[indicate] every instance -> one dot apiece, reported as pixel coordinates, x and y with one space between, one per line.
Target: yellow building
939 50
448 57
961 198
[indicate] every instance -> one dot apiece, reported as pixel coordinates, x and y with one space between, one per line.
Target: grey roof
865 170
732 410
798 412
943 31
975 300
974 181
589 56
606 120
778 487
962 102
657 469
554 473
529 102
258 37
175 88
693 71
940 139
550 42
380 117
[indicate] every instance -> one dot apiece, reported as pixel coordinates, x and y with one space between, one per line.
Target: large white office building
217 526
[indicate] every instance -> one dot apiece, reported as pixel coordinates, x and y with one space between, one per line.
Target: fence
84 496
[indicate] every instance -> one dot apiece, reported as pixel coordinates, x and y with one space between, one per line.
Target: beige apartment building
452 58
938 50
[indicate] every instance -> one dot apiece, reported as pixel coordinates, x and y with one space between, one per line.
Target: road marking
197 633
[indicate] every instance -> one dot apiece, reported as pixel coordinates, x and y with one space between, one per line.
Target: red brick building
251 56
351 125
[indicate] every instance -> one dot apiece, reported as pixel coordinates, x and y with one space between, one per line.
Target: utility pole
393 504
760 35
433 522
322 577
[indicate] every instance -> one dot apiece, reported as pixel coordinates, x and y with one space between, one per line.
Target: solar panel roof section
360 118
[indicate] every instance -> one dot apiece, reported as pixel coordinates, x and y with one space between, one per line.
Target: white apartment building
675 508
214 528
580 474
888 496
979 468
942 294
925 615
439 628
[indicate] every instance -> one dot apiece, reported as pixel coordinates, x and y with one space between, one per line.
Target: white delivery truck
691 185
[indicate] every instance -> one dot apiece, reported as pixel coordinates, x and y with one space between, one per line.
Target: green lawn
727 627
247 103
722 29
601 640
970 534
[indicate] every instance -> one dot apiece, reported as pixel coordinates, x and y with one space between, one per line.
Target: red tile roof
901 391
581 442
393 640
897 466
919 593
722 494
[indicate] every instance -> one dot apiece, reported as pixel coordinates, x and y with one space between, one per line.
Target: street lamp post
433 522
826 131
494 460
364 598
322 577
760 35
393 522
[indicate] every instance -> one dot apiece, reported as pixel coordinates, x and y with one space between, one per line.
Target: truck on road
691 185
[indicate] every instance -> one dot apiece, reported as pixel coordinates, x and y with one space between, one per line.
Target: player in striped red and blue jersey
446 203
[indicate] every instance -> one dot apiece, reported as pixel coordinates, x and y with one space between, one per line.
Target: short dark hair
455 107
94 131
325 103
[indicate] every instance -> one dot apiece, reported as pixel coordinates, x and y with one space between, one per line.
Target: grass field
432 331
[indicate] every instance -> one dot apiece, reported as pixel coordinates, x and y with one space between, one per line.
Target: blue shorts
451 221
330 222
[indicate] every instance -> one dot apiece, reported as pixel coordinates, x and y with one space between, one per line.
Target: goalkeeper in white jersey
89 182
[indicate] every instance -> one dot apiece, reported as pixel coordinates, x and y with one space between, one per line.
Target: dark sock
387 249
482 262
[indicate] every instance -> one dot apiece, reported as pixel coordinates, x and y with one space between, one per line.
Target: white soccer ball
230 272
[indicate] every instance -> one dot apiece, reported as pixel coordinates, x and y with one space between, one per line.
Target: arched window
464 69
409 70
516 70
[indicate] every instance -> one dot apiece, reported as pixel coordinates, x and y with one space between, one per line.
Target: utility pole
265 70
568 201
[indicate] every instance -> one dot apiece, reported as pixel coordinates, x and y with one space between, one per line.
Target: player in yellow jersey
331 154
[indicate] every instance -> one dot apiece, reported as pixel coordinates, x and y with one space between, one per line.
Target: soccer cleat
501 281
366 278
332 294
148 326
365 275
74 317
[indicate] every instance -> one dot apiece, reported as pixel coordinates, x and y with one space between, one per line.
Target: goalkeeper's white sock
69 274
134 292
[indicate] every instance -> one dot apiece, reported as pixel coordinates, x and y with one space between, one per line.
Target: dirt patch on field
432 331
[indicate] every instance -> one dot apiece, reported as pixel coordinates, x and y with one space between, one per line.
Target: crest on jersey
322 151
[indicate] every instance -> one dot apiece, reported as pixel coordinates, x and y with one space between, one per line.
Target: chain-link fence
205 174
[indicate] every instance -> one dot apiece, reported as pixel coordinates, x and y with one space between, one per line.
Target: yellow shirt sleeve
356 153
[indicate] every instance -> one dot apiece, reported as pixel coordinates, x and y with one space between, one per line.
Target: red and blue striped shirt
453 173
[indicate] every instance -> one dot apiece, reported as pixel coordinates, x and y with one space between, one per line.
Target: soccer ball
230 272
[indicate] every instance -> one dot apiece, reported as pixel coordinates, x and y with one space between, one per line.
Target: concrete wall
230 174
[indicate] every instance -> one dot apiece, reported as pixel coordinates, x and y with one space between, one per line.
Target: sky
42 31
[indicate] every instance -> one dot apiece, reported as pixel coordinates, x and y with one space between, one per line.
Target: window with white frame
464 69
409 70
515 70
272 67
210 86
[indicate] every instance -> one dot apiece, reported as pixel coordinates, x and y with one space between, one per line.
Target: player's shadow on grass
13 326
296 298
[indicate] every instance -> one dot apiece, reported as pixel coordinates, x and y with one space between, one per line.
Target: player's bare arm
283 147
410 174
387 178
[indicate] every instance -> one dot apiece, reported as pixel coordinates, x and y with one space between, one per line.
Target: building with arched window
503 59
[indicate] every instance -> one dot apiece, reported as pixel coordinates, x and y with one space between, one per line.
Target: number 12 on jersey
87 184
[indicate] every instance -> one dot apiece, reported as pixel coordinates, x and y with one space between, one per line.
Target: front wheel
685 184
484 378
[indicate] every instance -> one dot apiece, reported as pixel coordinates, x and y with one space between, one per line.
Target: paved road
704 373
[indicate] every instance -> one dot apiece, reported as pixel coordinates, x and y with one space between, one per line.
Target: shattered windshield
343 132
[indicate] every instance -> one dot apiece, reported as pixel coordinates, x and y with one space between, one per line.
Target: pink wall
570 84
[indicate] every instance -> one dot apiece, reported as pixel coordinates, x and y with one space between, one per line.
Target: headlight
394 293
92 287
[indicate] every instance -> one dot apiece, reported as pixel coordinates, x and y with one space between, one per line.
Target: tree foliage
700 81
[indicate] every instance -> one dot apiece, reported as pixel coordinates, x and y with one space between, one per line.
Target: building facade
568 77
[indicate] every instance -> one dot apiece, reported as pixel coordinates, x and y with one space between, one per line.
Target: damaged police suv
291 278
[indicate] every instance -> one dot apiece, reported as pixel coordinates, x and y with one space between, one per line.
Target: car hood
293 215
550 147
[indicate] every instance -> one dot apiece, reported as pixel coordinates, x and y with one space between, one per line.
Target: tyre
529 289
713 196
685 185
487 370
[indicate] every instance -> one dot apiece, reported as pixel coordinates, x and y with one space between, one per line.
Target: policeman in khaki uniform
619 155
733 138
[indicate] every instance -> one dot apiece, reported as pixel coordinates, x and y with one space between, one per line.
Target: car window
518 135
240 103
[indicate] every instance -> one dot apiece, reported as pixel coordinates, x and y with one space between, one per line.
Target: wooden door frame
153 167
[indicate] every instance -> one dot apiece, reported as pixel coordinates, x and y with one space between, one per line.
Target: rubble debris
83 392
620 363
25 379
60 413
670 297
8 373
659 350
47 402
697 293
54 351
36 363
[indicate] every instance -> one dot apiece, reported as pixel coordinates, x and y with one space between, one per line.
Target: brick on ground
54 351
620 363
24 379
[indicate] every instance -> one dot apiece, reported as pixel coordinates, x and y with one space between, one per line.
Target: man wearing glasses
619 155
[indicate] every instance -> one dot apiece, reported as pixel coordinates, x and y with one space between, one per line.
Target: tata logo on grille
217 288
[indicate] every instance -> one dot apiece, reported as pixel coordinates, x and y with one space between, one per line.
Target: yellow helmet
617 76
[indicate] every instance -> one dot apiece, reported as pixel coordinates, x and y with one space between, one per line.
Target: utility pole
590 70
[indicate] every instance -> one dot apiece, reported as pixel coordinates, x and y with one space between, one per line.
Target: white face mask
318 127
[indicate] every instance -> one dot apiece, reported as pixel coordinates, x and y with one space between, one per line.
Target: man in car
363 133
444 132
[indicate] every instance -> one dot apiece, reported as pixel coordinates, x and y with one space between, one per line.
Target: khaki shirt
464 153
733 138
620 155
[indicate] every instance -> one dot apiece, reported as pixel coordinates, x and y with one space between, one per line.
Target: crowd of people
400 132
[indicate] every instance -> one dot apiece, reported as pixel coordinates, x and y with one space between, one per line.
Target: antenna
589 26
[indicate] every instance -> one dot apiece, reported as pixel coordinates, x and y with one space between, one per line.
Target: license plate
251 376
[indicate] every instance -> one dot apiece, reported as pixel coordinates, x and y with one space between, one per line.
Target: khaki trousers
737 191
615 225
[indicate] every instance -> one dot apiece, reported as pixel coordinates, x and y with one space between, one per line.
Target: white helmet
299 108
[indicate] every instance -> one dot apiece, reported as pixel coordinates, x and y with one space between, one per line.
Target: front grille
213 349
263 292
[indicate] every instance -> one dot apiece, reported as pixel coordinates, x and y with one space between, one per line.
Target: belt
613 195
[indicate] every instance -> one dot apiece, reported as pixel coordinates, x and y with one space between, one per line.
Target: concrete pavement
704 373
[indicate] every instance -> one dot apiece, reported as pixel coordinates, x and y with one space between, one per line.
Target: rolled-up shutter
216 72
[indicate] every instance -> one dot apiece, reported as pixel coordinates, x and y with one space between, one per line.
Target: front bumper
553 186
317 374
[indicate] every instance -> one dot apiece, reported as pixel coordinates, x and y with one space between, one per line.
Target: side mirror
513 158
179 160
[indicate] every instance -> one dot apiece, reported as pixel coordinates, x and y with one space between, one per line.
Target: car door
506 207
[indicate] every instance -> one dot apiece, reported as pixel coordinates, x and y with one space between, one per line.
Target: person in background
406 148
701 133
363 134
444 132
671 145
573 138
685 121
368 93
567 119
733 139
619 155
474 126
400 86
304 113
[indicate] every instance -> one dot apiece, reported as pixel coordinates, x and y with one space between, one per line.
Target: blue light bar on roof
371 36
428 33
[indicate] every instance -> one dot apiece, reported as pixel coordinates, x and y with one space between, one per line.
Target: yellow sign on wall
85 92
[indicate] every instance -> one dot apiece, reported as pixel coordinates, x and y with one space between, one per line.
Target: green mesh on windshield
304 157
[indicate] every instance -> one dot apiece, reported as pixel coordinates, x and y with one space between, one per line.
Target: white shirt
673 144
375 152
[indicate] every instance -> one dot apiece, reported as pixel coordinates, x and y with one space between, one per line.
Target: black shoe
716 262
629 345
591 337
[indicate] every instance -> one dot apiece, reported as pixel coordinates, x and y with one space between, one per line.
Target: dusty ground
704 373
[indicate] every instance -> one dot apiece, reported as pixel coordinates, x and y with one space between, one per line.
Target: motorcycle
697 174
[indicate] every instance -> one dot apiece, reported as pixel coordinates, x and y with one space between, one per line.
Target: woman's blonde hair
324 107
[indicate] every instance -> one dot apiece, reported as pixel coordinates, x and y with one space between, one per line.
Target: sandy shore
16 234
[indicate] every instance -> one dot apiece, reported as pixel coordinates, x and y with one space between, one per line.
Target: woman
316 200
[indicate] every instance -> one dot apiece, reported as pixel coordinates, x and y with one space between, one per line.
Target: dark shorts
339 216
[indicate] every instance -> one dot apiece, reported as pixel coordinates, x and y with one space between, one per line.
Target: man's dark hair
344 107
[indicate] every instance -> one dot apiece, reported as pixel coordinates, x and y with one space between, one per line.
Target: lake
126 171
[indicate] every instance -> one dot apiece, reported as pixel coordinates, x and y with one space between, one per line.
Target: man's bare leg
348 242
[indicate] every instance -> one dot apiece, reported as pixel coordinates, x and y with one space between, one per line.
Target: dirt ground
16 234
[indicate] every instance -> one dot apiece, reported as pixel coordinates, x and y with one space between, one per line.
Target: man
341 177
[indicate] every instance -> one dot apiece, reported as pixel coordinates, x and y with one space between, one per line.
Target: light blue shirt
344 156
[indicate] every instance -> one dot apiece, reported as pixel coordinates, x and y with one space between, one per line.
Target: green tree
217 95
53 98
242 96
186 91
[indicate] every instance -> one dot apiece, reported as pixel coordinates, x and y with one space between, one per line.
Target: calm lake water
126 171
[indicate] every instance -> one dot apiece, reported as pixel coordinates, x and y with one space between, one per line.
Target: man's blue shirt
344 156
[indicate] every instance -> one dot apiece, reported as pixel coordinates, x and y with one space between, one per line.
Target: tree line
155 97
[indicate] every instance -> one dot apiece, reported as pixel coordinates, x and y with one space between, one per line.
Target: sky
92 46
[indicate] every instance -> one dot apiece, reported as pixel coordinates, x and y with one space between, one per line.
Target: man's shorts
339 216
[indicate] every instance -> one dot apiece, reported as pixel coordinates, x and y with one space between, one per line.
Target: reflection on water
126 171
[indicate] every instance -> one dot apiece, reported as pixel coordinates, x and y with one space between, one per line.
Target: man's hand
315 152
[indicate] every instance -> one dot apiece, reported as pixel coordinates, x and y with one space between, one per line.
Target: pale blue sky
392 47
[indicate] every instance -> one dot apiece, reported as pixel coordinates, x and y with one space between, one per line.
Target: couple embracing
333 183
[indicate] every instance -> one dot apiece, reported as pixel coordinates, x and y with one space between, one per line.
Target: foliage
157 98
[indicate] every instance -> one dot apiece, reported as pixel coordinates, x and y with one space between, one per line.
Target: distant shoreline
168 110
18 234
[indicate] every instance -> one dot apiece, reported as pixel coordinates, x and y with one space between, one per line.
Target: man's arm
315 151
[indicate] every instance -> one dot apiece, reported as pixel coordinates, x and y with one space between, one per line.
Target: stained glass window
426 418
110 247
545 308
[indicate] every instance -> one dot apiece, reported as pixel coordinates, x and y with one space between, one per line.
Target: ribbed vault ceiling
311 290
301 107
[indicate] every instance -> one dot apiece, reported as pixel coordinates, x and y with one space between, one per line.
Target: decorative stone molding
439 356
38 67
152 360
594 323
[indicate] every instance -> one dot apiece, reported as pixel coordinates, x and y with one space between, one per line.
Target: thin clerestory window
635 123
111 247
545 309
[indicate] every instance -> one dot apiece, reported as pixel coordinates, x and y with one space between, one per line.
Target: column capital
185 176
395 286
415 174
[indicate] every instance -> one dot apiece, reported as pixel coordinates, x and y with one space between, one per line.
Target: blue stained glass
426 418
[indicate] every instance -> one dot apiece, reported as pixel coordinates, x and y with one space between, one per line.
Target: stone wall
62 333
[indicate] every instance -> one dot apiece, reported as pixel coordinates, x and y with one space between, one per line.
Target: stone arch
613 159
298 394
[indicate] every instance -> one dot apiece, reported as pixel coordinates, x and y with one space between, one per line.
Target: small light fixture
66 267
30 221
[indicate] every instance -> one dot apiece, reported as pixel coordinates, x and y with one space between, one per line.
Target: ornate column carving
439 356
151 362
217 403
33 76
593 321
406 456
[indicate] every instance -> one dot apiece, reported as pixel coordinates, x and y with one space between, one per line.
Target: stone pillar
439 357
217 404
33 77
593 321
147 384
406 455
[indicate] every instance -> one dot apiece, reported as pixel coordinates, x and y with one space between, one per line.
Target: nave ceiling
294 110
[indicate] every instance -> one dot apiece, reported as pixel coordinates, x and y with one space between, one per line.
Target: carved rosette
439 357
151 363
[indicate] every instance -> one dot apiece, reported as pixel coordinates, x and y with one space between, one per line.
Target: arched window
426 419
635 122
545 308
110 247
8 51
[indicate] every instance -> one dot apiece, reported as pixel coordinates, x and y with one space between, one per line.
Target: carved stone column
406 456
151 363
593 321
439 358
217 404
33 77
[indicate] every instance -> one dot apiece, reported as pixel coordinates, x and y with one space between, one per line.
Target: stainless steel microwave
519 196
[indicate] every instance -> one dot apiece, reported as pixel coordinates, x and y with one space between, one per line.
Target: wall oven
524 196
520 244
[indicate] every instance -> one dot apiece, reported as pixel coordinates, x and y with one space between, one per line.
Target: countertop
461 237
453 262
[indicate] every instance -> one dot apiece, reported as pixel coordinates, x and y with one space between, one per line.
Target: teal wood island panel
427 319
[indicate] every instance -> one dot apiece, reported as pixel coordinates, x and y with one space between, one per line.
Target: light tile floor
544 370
____________
### To be done
Report how many lines in the data above contain the string "stained", treating case as significant. Give only the number.

### Task solution
2